→ Aufgabe
Tausche in den folgenden Datensätzen „small lake“ gegen „reservoir“ und gib alle Zeilen sonst unverändert wieder.
+-------+
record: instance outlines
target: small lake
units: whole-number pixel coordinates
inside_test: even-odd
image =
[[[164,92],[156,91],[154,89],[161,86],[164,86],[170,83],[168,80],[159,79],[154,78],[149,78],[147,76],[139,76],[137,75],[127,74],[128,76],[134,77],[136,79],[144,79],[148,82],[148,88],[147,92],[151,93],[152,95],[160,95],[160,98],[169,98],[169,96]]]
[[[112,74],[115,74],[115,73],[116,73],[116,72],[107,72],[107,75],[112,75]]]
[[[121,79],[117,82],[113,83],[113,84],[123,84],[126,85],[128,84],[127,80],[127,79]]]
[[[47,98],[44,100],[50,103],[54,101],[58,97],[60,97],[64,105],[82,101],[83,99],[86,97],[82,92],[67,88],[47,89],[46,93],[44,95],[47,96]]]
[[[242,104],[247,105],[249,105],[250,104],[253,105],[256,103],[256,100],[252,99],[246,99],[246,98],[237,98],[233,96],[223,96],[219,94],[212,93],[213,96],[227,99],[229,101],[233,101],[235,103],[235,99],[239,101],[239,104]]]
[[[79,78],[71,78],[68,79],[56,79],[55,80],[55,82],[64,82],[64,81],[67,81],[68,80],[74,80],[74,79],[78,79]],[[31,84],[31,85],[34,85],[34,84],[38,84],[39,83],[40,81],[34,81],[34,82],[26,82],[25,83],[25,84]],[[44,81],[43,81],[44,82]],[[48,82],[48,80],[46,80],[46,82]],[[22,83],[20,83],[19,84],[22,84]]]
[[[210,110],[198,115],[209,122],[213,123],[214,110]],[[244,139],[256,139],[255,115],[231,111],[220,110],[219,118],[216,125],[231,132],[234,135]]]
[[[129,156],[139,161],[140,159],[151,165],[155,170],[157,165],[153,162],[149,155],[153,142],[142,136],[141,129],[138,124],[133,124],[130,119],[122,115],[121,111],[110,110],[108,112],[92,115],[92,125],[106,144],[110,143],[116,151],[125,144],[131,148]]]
+-------+
→ Ergebnis
record: instance outlines
target: reservoir
units: whole-number pixel coordinates
inside_test: even-odd
image =
[[[164,92],[156,91],[154,89],[161,86],[164,86],[170,83],[168,80],[159,79],[154,78],[149,78],[147,76],[139,76],[137,75],[127,74],[128,76],[134,77],[136,79],[144,79],[148,82],[148,88],[147,92],[151,93],[152,95],[160,95],[160,98],[169,98],[169,96]]]
[[[112,74],[115,74],[115,73],[116,73],[116,72],[107,72],[107,75],[112,75]]]
[[[121,79],[117,82],[113,83],[113,84],[123,84],[126,85],[128,84],[127,80],[127,79]]]
[[[47,98],[44,100],[50,103],[54,101],[58,97],[60,97],[64,105],[82,101],[83,99],[86,97],[82,92],[67,88],[47,89],[46,93],[44,95],[47,96]]]
[[[242,104],[247,105],[249,105],[250,104],[253,105],[256,103],[256,100],[252,99],[246,99],[246,98],[237,98],[233,96],[223,96],[219,94],[212,93],[213,96],[227,99],[229,101],[233,101],[235,103],[235,99],[239,101],[239,104]]]
[[[79,78],[71,78],[68,79],[56,79],[55,80],[55,82],[64,82],[64,81],[67,81],[68,80],[74,80],[74,79],[78,79]],[[31,84],[31,85],[34,85],[34,84],[38,84],[39,83],[40,81],[34,81],[34,82],[26,82],[25,83],[25,84]],[[44,81],[43,81],[44,82]],[[48,82],[48,80],[46,80],[46,82]],[[22,83],[20,83],[19,84],[22,84]]]
[[[210,110],[198,115],[209,122],[213,123],[214,110]],[[244,139],[256,139],[255,115],[231,111],[220,110],[219,118],[216,125],[231,132],[234,135]]]
[[[129,156],[139,161],[140,159],[151,165],[155,170],[157,165],[153,162],[149,155],[153,142],[142,136],[141,129],[138,124],[133,124],[130,119],[122,115],[121,111],[110,110],[108,112],[92,115],[92,125],[106,144],[110,143],[116,151],[125,144],[131,148]]]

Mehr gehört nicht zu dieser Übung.